======== READING TEXT ========

Micro computed tomography (micro-CT)

Weekly scanning regime

A micro-CT scanner was used to perform eight weekly CT scans of the right tibia of the rats, from 4 to 11 weeks of age. The imaging system was a Skyscan 1176 in-vivo micro-CT (Skyscan, N.V., Belgium) scanner with rotatable X-ray source and detector. Following the weekly loading regime, rats were anesthetized (2% isoflurane, 1.0 L/min O2), positioned on the carbon fiber half-tube bed of the Skyscan 1176, and maintained on anesthetic gasses for the duration of the scanning process (5–12 min). A cylindrical shape Styrofoam holder was used to position the right tibia to ensure the placement of the tibia along the scanner midline. All scans were performed with 18 μm voxel resolution, 65 kV, 384 μA, 350 ms exposure time, 0.65° rotation step, and a 1-mm Al filter93. A Phantom calibration was performed for each scanning day, prior to bone imaging using two cylindrical hydroxyapatite phantoms (0.25 and 0.75 g/cm3 CaHA). Images were reconstructed using NRecon software (v.1.6.10, Bruker-microCT, Belgium)93.

Trabecular bone morphometry

The volume of interest (VOI) for trabecular bone was selected as a percentage of the entire tibial length (L) (Fig. 5A). The VOI started at ~0.35 mm distal to the growth plate, excluding the primary spongiosa, and extended for 12% of the total tibial length (L)19,93 (Fig. 5A). The volumes of interest, including only trabecular bone, were semi-automatically segmented using an in-house algorithm93. For all analyses, a global gray threshold value of 65 corresponding to an equivalent density of 0.413 g/cm3 of calcium hydroxyapatite (CaHA) was applied19,93. CTAn software v.1.16 was used for performing morphometric analysis for the selected VOIs of trabecular bone and allowed evaluating the following parameters: bone mineral density (BMD), bone volume fraction (BV/TV), trabecular thickness (Tb.Th), trabecular number (Tb.N), trabecular spacing (Tb.Sp), and connectivity density (Conn.Dn)100 (Fig. 5A).

======== RAW DATA ========

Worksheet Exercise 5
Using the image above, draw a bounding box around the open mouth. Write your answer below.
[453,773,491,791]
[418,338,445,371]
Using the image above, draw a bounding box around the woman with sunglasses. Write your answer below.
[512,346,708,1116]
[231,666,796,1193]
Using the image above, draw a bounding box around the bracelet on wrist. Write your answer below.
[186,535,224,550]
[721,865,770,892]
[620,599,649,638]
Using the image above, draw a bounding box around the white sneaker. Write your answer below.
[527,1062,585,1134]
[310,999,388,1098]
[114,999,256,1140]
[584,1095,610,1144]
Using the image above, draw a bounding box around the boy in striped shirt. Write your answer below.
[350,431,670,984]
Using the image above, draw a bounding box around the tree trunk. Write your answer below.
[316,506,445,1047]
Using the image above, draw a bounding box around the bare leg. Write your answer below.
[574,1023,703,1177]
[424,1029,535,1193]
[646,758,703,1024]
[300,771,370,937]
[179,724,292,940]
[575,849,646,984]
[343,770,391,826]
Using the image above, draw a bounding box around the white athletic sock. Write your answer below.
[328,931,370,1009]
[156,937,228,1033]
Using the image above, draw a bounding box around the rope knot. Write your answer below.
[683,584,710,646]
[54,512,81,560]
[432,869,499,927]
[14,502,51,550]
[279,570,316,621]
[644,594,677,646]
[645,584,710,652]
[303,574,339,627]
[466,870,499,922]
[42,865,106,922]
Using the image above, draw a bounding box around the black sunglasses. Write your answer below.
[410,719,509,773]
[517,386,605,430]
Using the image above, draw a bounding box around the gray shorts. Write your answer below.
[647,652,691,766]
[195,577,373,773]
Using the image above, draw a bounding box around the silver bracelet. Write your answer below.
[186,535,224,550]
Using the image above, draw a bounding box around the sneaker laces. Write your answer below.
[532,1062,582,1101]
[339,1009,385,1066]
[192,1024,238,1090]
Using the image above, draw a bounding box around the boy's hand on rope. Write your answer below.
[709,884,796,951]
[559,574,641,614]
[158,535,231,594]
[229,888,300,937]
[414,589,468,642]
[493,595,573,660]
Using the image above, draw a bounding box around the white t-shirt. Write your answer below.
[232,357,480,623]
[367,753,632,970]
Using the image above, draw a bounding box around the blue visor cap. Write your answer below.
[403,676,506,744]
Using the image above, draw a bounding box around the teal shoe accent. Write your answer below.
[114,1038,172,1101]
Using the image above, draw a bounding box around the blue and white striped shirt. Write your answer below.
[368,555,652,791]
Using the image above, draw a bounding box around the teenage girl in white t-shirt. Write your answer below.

========

## REQUIRED TASKS
[1] In the micro-CT text, what voxel resolution was used for all scans?
[2] Please extend the micro-CT text, starting after its last sentence.
The entries have no connection to the micro-CT text.

## ANSWERS FOR THE TASKS
[1] 18 μm

[2]
Figure 5
figure5

Trabecular and cortical volume of interests and experimental setup for three-point bending tests. (A) Representative 3D reconstructed tibia showing the total tibial length (L). The trabecular VOI started at ~0.35 mm distal to the growth plate and extended for 12% of the overall bone length (L). The VOI for cortical bone was centered at the tibial mid-diaphysis and extended proximally and distally for 5% of the tibial length (L). Volumes of interest including only trabecular and cortical bone were semi-automatically segmented using an in-house algorithm. (B) I-Experimental setup for the three-point bending tests. A distance of 50% of the total tibial length was fixed between the supports, while the remaining 50% was distributed equally between the external sides of the supports. II- Representative image of the fractured tibia after the bending test.

Cortical bone morphometry

The VOI for cortical bone was chosen from the tibial mid-diaphysis and extended proximal-distally for a total of 5% of the tibial length (Fig. 5A). The volumes of interest, including only cortical bone, were semi-automatically segmented using an in-house algorithm93. A global gray threshold value of 65 was set for all analyses19,93. Cortical microarchitectural measurements, including tissue mineral density (TMD), cortical bone area (Ct.Ar), total area (Tt.Ar), medullary area (Ma.Ar), cortical thickness (Ct.Th), endocortical perimeter (Ec.Pm), periosteum perimeter (Ps.Pm), and mean eccentricity (Ecc) were evaluated from the cortical bone VOIs100 (Fig. 5A).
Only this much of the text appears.